> Exercise directions: Return every line in the entries below that contains the word "coating".
----------
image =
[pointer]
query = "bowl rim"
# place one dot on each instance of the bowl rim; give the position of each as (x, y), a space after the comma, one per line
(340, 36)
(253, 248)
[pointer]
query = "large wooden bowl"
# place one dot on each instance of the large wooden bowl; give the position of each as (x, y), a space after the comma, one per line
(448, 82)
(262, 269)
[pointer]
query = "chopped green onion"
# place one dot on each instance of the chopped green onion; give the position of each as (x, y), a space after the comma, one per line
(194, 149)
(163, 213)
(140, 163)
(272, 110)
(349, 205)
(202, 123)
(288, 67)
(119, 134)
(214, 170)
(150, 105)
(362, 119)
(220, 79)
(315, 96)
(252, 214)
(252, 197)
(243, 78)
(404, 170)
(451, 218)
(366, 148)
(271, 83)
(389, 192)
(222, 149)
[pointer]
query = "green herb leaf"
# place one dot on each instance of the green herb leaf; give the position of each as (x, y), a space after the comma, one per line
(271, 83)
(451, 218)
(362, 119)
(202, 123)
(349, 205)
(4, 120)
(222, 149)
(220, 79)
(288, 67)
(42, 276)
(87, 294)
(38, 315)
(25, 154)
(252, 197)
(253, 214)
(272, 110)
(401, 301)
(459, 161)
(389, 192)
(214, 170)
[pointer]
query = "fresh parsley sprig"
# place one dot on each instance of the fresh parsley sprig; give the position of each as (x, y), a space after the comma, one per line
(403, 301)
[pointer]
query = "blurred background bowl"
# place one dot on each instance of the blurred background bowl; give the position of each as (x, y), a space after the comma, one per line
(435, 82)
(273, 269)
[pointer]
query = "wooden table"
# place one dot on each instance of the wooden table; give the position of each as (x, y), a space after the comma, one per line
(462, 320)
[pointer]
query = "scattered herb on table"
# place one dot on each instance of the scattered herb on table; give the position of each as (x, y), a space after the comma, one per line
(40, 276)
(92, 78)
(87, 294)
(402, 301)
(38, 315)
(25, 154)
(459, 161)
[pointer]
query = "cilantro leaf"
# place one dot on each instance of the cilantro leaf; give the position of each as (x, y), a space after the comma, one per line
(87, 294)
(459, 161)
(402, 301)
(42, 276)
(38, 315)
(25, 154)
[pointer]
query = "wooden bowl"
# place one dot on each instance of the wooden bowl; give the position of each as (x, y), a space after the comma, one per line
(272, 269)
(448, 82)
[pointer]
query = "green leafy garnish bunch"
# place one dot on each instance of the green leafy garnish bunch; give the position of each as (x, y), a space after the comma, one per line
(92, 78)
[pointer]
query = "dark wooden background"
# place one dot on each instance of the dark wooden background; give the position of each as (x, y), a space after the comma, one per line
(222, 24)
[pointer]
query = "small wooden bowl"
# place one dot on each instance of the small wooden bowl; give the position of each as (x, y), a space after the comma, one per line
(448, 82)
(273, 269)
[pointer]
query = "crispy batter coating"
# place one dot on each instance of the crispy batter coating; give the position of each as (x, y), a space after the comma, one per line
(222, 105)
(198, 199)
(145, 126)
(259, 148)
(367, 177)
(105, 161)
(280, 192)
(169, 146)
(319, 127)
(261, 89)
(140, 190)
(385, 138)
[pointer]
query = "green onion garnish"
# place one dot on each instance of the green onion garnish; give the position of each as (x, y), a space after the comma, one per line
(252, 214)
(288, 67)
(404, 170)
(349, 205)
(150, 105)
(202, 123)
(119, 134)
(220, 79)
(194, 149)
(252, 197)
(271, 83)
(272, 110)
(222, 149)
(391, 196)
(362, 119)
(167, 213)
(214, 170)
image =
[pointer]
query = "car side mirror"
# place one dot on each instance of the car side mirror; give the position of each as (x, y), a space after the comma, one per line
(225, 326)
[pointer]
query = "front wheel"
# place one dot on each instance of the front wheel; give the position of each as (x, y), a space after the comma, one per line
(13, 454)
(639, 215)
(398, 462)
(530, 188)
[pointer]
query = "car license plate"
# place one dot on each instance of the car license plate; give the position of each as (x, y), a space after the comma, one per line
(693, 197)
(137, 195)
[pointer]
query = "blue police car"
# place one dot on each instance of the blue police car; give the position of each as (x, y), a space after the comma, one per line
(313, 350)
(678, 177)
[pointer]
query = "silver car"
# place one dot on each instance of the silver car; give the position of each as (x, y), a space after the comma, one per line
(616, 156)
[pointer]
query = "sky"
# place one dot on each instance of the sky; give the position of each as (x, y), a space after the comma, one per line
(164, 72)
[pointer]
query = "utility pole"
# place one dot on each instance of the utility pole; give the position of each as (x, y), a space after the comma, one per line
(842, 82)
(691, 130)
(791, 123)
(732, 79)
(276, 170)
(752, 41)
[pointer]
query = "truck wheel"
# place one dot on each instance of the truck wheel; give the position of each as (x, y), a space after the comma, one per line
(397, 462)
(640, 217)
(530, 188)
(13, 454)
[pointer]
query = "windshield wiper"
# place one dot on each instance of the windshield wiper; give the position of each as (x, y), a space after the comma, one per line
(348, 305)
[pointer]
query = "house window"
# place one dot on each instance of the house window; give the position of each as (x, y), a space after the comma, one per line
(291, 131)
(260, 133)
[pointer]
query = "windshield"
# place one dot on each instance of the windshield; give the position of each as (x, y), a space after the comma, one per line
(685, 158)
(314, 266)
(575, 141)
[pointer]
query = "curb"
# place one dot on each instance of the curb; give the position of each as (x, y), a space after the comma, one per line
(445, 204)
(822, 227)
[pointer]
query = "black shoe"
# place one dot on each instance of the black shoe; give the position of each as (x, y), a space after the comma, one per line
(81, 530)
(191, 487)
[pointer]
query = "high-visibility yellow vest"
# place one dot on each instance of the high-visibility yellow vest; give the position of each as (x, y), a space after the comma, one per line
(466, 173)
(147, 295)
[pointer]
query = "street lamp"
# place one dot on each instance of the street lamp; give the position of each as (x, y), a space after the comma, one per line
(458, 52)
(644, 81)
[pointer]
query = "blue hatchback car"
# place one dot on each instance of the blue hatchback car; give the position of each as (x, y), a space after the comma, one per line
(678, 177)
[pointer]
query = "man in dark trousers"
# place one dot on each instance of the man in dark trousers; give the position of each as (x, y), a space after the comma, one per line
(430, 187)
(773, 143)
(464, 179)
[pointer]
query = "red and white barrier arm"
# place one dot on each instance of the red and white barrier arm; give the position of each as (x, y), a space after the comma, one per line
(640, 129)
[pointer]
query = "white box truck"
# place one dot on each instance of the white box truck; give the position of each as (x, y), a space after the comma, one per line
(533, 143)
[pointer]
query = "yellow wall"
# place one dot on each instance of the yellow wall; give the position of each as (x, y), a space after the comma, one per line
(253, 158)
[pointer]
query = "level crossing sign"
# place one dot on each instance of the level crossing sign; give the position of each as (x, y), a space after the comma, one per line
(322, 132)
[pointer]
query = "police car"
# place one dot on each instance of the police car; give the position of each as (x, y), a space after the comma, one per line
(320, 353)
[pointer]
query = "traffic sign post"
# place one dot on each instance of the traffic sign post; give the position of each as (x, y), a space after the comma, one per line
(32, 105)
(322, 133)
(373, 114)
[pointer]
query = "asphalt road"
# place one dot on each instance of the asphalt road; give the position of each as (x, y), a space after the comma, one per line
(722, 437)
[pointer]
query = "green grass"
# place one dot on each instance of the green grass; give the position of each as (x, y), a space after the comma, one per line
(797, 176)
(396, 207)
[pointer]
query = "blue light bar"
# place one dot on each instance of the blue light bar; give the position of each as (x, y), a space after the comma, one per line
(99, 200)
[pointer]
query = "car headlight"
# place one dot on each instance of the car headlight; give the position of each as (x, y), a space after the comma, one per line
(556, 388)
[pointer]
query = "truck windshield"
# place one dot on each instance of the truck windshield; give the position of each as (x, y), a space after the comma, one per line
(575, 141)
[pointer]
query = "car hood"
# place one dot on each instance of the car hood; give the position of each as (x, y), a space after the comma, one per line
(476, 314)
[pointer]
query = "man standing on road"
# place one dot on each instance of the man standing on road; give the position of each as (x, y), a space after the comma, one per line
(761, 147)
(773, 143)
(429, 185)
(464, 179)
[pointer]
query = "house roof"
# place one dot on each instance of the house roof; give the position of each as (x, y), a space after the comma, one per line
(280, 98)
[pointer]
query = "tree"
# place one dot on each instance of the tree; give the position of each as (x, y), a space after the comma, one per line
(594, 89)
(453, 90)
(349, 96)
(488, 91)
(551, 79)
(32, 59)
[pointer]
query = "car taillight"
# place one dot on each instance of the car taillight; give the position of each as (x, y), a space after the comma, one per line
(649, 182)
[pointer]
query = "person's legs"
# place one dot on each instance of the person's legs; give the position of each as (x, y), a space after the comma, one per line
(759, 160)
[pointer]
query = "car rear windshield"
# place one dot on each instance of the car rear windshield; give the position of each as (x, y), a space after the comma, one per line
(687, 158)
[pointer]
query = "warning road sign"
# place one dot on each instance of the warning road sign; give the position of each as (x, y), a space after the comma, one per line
----------
> Problem solution:
query = "crispy batter coating"
# place one dot on each instance of the crispy batter coating; give the position of each as (x, y), a space after the comma, one per line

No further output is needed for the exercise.